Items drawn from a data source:
* * * * * * *

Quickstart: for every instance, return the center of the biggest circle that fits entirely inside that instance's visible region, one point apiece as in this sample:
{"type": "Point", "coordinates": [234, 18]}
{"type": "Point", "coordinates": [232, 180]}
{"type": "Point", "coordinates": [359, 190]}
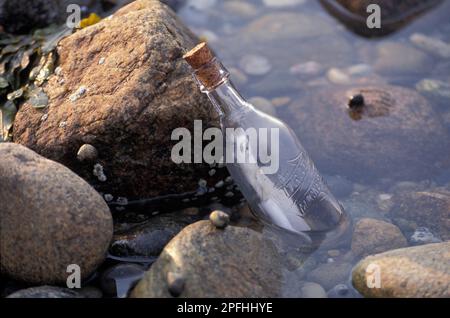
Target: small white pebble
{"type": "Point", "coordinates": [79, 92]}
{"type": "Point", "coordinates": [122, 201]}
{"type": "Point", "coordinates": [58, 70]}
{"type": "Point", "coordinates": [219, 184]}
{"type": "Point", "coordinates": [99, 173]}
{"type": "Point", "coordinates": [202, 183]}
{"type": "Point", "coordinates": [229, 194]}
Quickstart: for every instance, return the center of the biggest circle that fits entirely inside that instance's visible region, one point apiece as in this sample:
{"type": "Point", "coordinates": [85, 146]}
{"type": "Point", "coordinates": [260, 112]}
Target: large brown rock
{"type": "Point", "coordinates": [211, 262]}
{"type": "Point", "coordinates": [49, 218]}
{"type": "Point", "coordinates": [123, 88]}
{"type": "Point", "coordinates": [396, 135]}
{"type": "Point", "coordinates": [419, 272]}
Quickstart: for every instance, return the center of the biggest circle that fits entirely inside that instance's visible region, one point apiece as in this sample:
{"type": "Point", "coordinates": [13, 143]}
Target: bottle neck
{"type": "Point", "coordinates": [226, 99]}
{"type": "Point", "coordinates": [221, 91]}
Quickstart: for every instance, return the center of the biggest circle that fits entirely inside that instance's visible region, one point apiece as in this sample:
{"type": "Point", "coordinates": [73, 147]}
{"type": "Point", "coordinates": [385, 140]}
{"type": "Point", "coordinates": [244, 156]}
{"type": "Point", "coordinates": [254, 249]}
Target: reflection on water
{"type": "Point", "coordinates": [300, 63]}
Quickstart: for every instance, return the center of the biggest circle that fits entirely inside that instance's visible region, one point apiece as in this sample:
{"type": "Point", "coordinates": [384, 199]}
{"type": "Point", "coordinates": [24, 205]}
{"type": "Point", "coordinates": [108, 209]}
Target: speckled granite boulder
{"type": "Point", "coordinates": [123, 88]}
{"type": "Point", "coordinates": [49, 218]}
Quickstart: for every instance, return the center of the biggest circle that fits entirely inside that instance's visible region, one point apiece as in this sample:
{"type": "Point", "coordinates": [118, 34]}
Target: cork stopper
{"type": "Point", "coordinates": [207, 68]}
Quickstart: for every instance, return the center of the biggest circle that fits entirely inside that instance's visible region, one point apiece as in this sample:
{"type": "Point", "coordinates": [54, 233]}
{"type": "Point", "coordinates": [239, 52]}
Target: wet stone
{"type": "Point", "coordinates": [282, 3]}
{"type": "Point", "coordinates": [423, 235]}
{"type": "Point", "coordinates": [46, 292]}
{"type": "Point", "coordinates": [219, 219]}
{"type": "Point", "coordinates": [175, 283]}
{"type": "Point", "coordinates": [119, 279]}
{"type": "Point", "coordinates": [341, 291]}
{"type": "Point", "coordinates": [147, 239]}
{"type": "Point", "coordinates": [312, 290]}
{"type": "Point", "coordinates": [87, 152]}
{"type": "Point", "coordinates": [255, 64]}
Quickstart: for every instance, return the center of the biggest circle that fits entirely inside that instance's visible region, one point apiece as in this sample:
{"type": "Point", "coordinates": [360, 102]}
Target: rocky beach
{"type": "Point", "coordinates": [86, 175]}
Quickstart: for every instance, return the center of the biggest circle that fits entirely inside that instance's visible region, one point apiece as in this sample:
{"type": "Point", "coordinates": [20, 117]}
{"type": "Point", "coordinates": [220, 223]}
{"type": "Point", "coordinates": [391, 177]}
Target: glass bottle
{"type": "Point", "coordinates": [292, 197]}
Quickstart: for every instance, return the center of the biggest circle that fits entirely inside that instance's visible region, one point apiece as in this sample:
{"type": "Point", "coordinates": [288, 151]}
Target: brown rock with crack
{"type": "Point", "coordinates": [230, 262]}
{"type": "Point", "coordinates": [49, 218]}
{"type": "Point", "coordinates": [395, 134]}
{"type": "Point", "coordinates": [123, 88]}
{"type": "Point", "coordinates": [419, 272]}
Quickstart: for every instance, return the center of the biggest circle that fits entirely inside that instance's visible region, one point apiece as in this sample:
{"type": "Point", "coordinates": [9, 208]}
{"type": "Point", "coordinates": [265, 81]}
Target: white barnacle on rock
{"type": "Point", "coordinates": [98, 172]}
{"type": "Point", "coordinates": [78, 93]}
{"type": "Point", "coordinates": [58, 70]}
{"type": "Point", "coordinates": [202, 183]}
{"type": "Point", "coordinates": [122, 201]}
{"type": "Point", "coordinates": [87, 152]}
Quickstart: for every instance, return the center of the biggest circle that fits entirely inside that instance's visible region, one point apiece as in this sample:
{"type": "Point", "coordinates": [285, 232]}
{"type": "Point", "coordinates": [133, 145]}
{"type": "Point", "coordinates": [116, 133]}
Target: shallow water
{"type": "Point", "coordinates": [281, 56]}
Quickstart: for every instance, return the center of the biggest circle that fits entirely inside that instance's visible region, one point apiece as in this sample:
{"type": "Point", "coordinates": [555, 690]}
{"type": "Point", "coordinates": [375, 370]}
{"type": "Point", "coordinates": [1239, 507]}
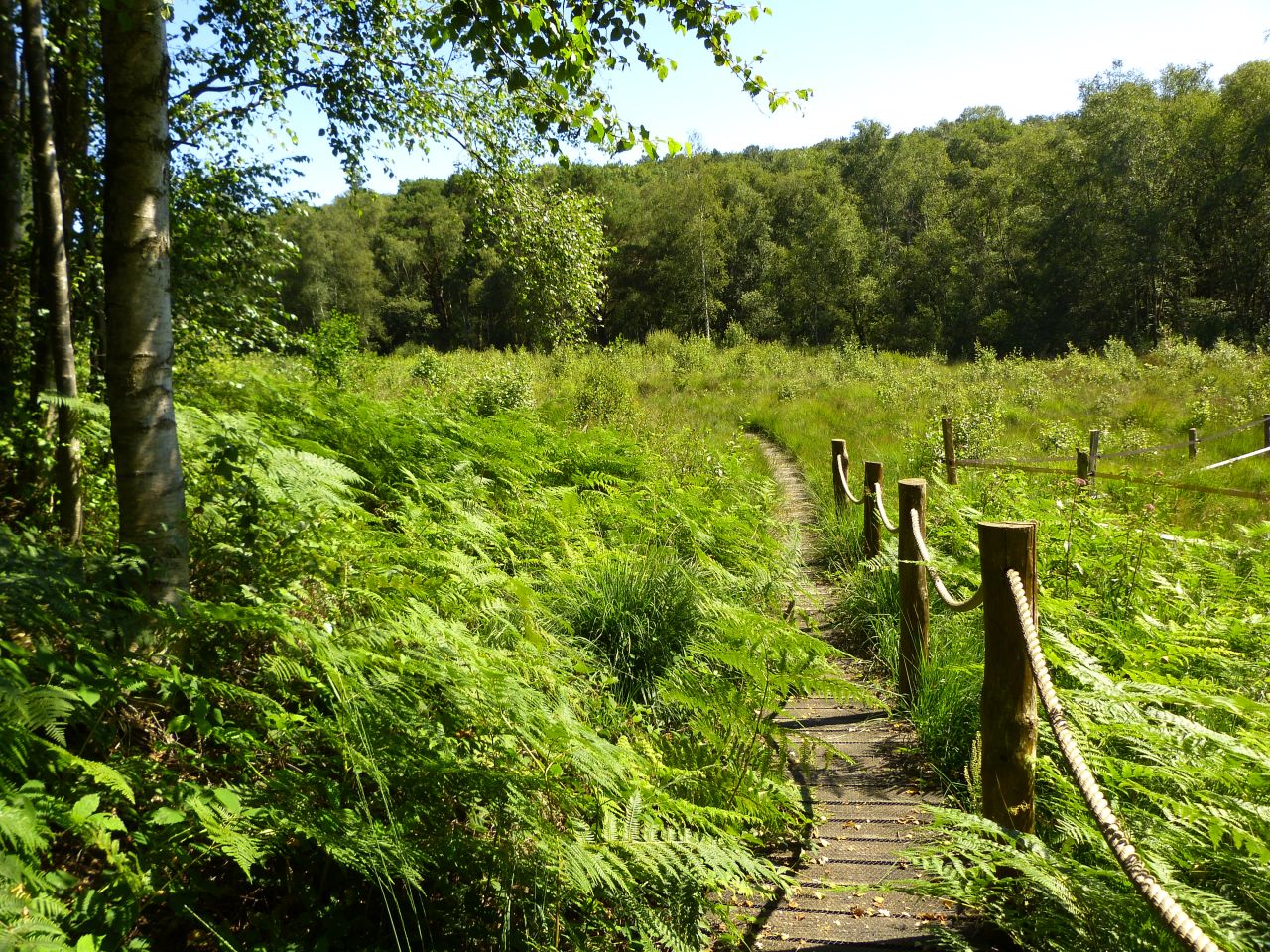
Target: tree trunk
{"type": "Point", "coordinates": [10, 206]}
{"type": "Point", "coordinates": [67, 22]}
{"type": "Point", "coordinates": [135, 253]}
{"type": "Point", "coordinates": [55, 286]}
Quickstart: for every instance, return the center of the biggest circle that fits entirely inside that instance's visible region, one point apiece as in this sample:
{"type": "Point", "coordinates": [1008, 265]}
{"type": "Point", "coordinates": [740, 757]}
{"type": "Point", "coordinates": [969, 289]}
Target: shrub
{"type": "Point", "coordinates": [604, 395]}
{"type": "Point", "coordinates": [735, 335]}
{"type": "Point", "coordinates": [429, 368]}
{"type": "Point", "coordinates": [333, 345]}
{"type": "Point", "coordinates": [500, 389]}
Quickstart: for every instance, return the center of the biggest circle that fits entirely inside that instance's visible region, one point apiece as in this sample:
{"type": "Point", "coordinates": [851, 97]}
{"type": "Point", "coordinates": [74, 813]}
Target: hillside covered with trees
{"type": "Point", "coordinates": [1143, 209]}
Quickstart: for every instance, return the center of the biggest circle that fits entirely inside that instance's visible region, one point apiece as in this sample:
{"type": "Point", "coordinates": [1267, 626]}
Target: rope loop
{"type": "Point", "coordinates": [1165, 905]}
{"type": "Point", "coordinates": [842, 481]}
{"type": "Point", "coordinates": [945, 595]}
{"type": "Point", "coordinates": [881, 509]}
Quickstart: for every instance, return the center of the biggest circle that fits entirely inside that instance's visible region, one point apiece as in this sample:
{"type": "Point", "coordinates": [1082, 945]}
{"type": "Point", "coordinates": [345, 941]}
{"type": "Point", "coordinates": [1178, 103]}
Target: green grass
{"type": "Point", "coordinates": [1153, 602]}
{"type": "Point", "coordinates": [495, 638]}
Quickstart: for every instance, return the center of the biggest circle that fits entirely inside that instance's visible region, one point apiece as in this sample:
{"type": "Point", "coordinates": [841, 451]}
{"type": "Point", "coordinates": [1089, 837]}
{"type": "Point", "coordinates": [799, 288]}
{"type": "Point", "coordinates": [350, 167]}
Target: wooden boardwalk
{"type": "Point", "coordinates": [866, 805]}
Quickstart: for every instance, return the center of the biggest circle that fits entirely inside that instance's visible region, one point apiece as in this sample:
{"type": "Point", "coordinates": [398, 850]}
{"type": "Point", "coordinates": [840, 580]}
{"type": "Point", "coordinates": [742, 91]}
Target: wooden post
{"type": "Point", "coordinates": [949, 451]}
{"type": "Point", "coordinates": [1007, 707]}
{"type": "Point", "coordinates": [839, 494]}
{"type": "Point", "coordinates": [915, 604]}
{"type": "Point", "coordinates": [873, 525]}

* * * * * * *

**Your goal**
Repeat the stretch from the start of the material above through the line containing "Target: small white pebble", including both ends. Leave the pictures out of your copy.

**Problem solution**
Quickstart: for every instance, return the center of the biggest circle that fits entirely inside that instance's visible region, one point apiece as in this sample:
{"type": "Point", "coordinates": [234, 18]}
{"type": "Point", "coordinates": [232, 180]}
{"type": "Point", "coordinates": [359, 190]}
Target: small white pebble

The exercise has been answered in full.